When you repeat the entries below, keep each word exactly as it is and drop the pictures.

☆ ☆ ☆

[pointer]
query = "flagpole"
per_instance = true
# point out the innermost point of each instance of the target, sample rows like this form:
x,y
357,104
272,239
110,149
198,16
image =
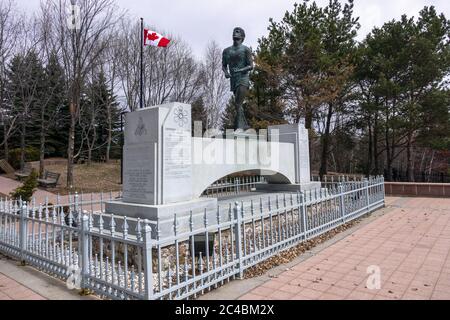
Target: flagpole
x,y
141,103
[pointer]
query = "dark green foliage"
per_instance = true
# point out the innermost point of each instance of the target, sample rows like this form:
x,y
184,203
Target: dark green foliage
x,y
26,191
31,154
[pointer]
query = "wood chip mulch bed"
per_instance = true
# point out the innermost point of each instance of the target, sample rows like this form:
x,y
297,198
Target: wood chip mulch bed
x,y
290,254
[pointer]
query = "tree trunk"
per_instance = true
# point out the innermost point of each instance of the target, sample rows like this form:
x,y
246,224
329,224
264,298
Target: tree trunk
x,y
5,143
22,145
409,162
42,146
375,146
71,146
42,156
370,153
326,144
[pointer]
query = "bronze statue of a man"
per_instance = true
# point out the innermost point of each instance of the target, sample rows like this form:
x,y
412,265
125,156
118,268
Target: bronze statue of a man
x,y
237,63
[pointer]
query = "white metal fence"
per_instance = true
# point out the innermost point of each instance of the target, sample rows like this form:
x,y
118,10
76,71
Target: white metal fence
x,y
121,258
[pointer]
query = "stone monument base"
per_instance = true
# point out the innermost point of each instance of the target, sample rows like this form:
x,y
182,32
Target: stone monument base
x,y
165,215
304,187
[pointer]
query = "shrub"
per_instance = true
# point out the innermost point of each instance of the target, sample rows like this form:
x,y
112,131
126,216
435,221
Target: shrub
x,y
29,186
31,154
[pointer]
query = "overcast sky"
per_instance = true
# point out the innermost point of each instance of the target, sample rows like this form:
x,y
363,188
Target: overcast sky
x,y
198,21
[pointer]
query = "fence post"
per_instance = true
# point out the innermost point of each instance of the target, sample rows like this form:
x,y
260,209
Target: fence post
x,y
84,239
238,238
148,262
366,189
342,202
303,213
23,232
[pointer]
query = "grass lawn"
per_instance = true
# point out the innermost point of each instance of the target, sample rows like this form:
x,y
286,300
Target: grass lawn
x,y
97,177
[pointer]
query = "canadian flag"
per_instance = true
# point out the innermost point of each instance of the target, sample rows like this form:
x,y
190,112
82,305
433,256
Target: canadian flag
x,y
152,38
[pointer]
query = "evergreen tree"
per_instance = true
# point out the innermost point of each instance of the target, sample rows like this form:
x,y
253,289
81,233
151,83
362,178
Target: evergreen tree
x,y
199,113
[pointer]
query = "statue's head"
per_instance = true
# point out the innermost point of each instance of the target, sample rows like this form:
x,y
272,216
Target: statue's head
x,y
238,34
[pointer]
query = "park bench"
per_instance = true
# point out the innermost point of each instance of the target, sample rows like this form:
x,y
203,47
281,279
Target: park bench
x,y
50,179
25,173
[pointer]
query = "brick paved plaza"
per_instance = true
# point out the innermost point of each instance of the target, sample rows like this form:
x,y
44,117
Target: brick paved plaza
x,y
410,244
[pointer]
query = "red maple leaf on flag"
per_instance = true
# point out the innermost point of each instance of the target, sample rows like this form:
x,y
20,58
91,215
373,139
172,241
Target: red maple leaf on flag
x,y
153,36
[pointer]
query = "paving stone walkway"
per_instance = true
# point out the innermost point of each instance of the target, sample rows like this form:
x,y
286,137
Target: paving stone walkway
x,y
409,246
12,290
41,196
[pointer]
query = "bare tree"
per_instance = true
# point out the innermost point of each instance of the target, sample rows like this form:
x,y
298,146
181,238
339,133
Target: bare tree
x,y
82,38
9,25
170,74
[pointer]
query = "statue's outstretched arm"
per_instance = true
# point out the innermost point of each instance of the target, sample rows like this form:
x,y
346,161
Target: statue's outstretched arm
x,y
225,66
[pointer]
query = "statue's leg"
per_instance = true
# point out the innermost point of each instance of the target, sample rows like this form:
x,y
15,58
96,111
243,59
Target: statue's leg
x,y
240,122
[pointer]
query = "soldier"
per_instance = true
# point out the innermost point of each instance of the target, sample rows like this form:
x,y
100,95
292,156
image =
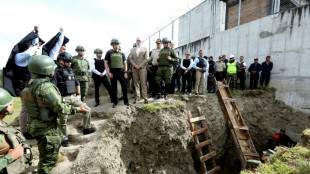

☆ ☆ ☆

[EXERCISE ANSWER]:
[pointer]
query = "flagpole"
per_instance = true
# point out the innermost point of each instance of the target, sample rows like this form:
x,y
357,104
272,239
110,149
198,16
image =
Target: flagpole
x,y
141,103
[pointer]
query = "dark green foliage"
per_instance = true
# point out the innermost point of each instance of the target, sample rows like this form:
x,y
184,203
Target: dark green foliage
x,y
26,191
31,154
[pointer]
query = "wood chip mulch bed"
per_instance = true
# point out the innermost point of each instance of the target, sample rows like this form:
x,y
297,198
Target: wood chip mulch bed
x,y
290,254
[pointer]
query = "tree trunk"
per_instance = true
# point out the innermost point of each instance of the target, sample rows like this form:
x,y
246,224
329,224
264,298
Target: tree trunk
x,y
5,143
22,145
409,162
42,146
375,146
71,146
42,156
370,153
326,144
[pointer]
query = "bronze statue of a man"
per_instance = true
# point out the innermost point of each instance of the target, sample rows like this form:
x,y
412,265
125,156
118,268
Target: bronze statue of a man
x,y
237,63
[pointer]
query = "white metal fence"
per_instance = true
# point out the innermost point of each instance of the target, sample rows like this form:
x,y
118,10
76,71
Target: white metal fence
x,y
121,258
[pointer]
query = "stone monument base"
per_instance = true
# point out the innermost point of each instance of the target, sample rows like this form:
x,y
182,32
Target: stone monument base
x,y
165,215
304,187
[pointer]
query = "shrub"
per_instance = true
# point out the innermost point of each instance of the target, sample rows like this form:
x,y
112,131
126,216
435,221
Target: shrub
x,y
29,186
31,154
[pointer]
query = "overcast sky"
per_instance = true
# point out the innermost point of each instance of the target, sample rows like this form:
x,y
363,188
Target: overcast sky
x,y
198,21
[pointer]
query = "fence post"
per_instance = true
# point out the innermost point of each instance of the target, sample rows like this form:
x,y
260,209
Target: fence post
x,y
84,239
238,238
148,262
366,189
342,202
303,213
23,232
[pointer]
query = "grass lawn"
per_instance = true
# point out the innermost point of each instance of the target, sample rows like this form:
x,y
286,300
Target: grass lawn
x,y
97,177
[pointer]
query = "canadian flag"
per_instance = true
# point out the innermost point of each instance of the target, sample rows like this form:
x,y
190,112
82,305
433,256
Target: canadian flag
x,y
152,38
[pointer]
query = "evergreen tree"
per_instance = true
# point out the innermost point of each instance of the target, sample rows like this form:
x,y
253,289
81,233
151,83
362,178
Target: evergreen tree
x,y
199,113
[pointer]
query = "statue's head"
per_instance = true
# point out the innermost point of each instance of the target, sample rows like this form:
x,y
272,216
Target: statue's head
x,y
238,34
[pointer]
query = "park bench"
per_instance = true
# point out the innermost point of each instance of the target, sample rows like this form:
x,y
203,47
281,279
Target: park bench
x,y
50,179
25,173
[pointer]
query = "brick paved plaza"
per_instance = true
# point out the innermost point of each instance of the target, sample rows like this form:
x,y
44,117
Target: brick paved plaza
x,y
410,244
[pointer]
query = "red maple leaf on flag"
per_instance = true
# point out the innermost point of each instance of the target, sample rows like this form:
x,y
20,58
91,215
373,139
172,241
Target: red maple leaf on flag
x,y
153,36
[pointer]
query = "paving stone walkway"
per_instance = true
# point out the innermost point of each instance of the target, sample rows like this form:
x,y
286,137
Target: paving stone walkway
x,y
409,246
12,290
41,196
[pointer]
query = "bare tree"
per_instance = true
# point out the innermost point of each instance of the target, sample rows like this form:
x,y
298,146
181,238
339,133
Target: bare tree
x,y
82,38
9,25
170,74
[pointer]
query = "statue's outstretched arm"
per_instance = true
# point out the innermost point of each instance of the target, sample rows like this form:
x,y
346,161
Target: statue's outstretched arm
x,y
225,66
[pointer]
query = "statue's leg"
per_instance = true
# point out the innermost point of each instance of the target, sample rows like this form:
x,y
15,58
96,111
243,59
Target: statue's leg
x,y
240,122
[pointer]
query = "soldier"
per_instance = true
# point out the innermost point of each instance of the target, sample rows like this form:
x,y
100,95
292,156
image =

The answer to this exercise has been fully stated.